Prompt: Every record below is to be copied exactly, with its images omitted.

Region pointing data
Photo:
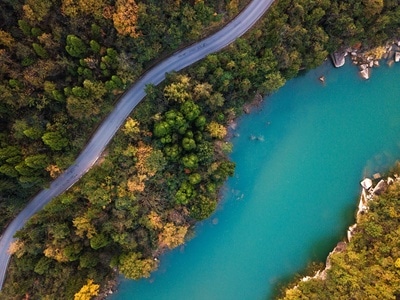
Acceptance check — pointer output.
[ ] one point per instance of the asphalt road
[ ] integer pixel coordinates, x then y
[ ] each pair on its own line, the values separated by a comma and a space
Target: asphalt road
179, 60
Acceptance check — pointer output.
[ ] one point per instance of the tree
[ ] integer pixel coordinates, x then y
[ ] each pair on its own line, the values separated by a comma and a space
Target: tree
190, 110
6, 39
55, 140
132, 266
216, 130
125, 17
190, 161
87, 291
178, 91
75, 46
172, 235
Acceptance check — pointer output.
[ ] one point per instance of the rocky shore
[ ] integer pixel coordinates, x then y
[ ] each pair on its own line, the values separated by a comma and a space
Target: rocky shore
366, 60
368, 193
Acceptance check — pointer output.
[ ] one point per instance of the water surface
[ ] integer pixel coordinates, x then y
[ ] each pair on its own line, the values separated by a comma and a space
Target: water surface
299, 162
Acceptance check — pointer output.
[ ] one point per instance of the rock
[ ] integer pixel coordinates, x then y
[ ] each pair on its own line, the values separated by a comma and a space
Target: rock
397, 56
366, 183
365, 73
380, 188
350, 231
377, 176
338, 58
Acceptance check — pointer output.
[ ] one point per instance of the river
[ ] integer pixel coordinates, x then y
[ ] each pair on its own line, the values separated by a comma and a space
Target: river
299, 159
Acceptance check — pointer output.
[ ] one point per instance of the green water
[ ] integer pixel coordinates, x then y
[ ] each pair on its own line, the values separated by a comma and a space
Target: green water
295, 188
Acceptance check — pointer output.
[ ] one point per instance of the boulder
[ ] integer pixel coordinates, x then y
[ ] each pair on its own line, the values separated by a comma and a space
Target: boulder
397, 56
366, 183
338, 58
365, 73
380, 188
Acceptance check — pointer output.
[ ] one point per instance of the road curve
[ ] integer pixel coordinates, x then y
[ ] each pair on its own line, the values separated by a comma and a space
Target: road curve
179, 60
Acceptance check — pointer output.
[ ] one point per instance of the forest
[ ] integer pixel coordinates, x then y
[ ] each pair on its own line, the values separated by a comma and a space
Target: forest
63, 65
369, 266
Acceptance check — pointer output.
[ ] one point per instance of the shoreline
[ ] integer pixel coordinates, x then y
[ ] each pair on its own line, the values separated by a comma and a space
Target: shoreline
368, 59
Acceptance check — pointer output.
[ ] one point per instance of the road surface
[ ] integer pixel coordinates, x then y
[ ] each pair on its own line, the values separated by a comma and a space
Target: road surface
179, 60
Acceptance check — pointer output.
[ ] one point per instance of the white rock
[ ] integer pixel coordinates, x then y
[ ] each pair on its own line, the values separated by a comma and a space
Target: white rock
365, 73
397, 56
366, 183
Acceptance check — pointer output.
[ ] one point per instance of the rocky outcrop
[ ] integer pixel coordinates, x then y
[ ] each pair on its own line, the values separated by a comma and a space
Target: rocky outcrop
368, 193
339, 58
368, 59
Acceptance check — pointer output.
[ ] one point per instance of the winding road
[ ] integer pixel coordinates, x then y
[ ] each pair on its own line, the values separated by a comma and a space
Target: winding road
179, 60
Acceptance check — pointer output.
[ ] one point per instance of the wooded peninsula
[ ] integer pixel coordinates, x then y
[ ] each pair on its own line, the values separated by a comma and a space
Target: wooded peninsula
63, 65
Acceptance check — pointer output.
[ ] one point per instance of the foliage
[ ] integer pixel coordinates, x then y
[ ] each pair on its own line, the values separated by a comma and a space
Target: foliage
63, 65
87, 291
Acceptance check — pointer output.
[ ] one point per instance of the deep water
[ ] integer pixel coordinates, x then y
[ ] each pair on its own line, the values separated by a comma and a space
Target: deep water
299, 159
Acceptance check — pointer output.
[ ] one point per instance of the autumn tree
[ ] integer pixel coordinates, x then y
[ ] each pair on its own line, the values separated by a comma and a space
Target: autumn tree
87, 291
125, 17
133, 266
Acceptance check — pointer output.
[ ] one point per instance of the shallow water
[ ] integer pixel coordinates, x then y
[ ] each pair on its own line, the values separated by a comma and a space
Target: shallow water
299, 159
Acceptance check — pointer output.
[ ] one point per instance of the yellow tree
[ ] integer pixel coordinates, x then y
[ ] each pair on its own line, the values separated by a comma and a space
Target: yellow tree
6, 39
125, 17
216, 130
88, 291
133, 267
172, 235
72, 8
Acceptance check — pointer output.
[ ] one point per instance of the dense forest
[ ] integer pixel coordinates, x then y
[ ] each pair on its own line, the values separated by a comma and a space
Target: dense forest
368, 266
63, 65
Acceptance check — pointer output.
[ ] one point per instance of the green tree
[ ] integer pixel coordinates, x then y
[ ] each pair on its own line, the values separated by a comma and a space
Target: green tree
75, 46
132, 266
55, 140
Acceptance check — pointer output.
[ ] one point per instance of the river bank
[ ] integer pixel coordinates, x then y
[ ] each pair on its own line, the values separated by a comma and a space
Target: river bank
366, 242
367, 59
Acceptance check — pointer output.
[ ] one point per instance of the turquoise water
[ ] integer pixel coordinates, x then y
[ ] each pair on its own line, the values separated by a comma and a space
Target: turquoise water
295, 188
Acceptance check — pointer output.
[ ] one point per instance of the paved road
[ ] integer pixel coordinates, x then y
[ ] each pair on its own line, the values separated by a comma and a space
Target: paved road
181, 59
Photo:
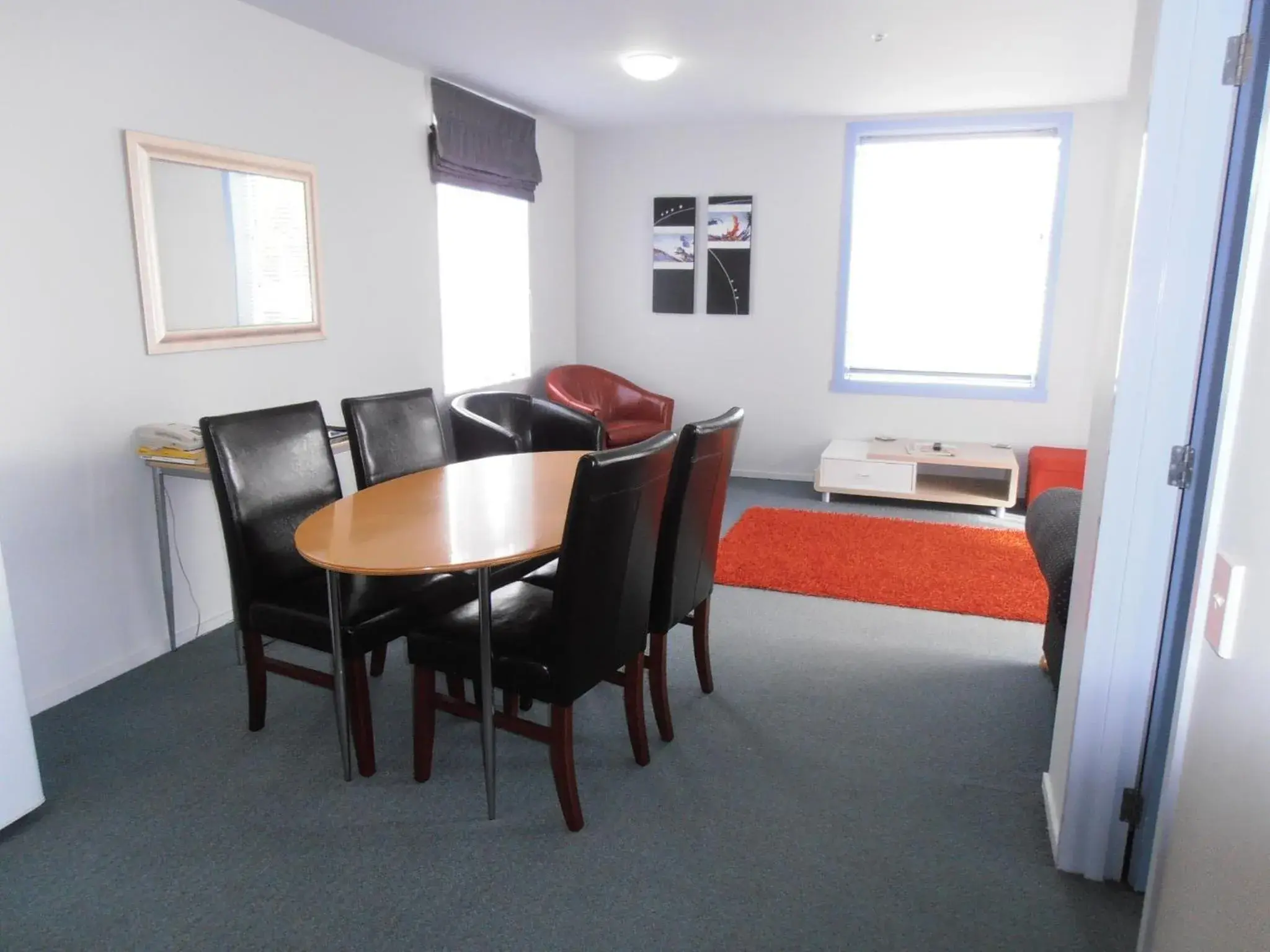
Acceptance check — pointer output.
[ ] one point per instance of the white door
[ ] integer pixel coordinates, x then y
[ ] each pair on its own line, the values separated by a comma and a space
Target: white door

Output for this exercise:
Photo:
Acceptance check — pointer output.
[ ] one point per instance of the asphalt road
[ ] integer pixel coordinates, x then y
[ ] each pair on its own line, the values separated by a comma and a space
Target: asphalt road
179, 60
Acceptance check — pointer output.
[ ] one point per instance of the tree
[ ] integer pixel coordinates, x then y
[ ] each pair on its own line, the values separated by a comma and a space
Target: tree
190, 110
6, 39
55, 140
132, 266
216, 130
125, 17
190, 161
87, 291
178, 91
75, 46
172, 235
Acceptance check — pointer output.
[ ] one point per instance of the rocky shore
[ ] integer pixel coordinates, x then y
[ ] each pair on its own line, the values separated by a comma and a space
Target: rocky shore
366, 60
368, 193
Acceptance check — pointer output.
[ ] one point per instance of the water surface
[ ] integer pixel coordinates, x then y
[ ] each pair on its own line, the values separated by a comma and a space
Target: water surface
299, 162
Acceptance check — pointer output.
[ ] one point per instance of the rock
[ ] integer pixel coordinates, x then y
[ ] each pair on its own line, the values separated by a comma and a space
Target: rock
397, 56
366, 183
365, 73
380, 188
350, 231
377, 176
338, 58
Acceptance check — pointer output.
[ ] one point per instance of the river
[ ] integer pixel coordinates, x then y
[ ] each pair on its own line, the values separated by a comma and a space
Target: river
299, 159
Acceptance check — pointer output.
[ ] one point per instance of the green water
[ ] integer pixel coordinates, x then y
[ ] each pair on its own line, the values separated by a comma and a space
Target: green water
295, 188
Acceptance check — pointer output.
[ ] one point per instance of the boulder
[ ] integer pixel coordinates, x then y
[ ] each pair on its own line, the values separated by a comma and a space
Target: boulder
397, 56
366, 183
338, 58
365, 73
380, 188
Acceptance check — pointer output.
[ ] one point per instance of the road curve
[ ] integer pixel coordinates, x then y
[ ] each pair on its own line, the values separated by a comma and a space
Target: road curve
179, 60
Acceptance check — pointer output.
[ ] one point per instance of the forest
[ ] integer pixel coordinates, x then y
[ ] each pair on its own line, the values separated by a comma and a space
Target: forest
63, 65
369, 266
Acceptance check — pointer output.
[ ] one point per instance of the shoreline
[ ] integer pixel coordinates, x then y
[ ] each pair on its own line, the values separated by a comma and a space
Target: shoreline
368, 59
Acceptance check — pointer output.
[ ] one point per instance of the road surface
[ ] integer pixel coordinates, x then y
[ ] each pair on its own line, the values separated by a comma and a space
Target: road surface
179, 60
Acceptance check — pointer output.
[ ] one point per instance of the white rock
[ ] integer pixel coordinates, x then y
[ ] each pair on its own line, the values separated by a comma and a space
Target: white rock
365, 73
397, 56
366, 183
Acceptance check — pointer output.
[ ] one point per instance of the rocky outcrop
[ ] integer pixel coordinates, x then y
[ ] each pair on its own line, the values separated by a comma and a space
Target: rocky outcrop
368, 193
339, 58
368, 59
Acceptance check — pointer output.
[ ] one point per instance of the winding road
[ ] integer pixel coordinates, x then y
[ ] each pair on its own line, the values separated by a comma and a space
Target: winding road
179, 60
Acceptance check — pointer output.
[ ] one point per instance of the wooded peninsula
[ ] integer pixel coordinates, x then y
[ ] each pair on its own line, the values separated by a comma and a space
Target: wooded peninsula
63, 65
Acceptance check — pointer output.
[ ] one point per instance of the foliage
[ ] integer pixel coordinates, x then y
[ ] each pair on its own line, the values separated by a comma and a space
Target: foliage
63, 65
87, 291
Acceptance check — pointer output.
[ ] one point per instance of the deep water
[ ] integer pixel coordinates, x then y
[ ] each pair on its own line, the values separated by a comma and a space
Target: deep water
299, 159
Acceptance check — pointer output.
[ ] one point per instance of the autumn tree
[ ] integer pixel coordinates, x then y
[ ] each pair on its own line, the values separated by a comma and a space
Target: autumn tree
87, 291
125, 17
133, 266
Acceptance check — pointer output.
[ ] one point per instance of the shallow water
[ ] integer pixel coordinates, x then y
[ ] each pair on its own line, the values separated by a comma and a space
Target: shallow water
299, 159
Acceptance check — pointer output.
[ ] one point per instance of the yellow tree
[ ] integer pixel coordinates, x then y
[ ] each pair on its own line, the values separated by a comma and a space
Target: yellow tree
6, 39
125, 17
216, 130
88, 291
133, 267
172, 235
72, 8
Acceptance check — pointer output.
[ ] one point per instance of the dense forest
[ ] integer pixel coordinates, x then y
[ ] each pair on its own line, the values separated by a comma and a space
Target: dense forest
368, 266
63, 65
Acceptance check — pointer output.
[ ] one point per instance of the green tree
[ ] integer pixel coordinates, x then y
[ ] each pair on its own line, the values separated by a comma and a space
Target: green tree
75, 46
132, 266
55, 140
Acceptance check — pointer output.
[ ] one point per instance of the river bank
[ ] integer pixel coordinates, x then y
[ ] each pair on its own line, the values separated by a comma and a space
Target: river bank
366, 242
367, 59
Acceptance check — pointer output.
[ ] one point per instance of the turquoise water
[ ] integer pixel coordinates, x then y
[ ] each pair on its own line, the values separated by a comma and a space
Target: turquoise water
295, 188
Acceptance check — pointer output.
[ ] one point per instance of the paved road
[ ] integer pixel coordinates, x then y
[ ] each pair on its own line, the values separated by a comma and a space
Target: paved road
181, 59
Photo:
Acceptance check — pointer output.
[ ] one point per instance of the white door
[ ] integer pixel coordinates, x then y
[ ] each pair on its own line, the values separated by a comma and a space
Target: white door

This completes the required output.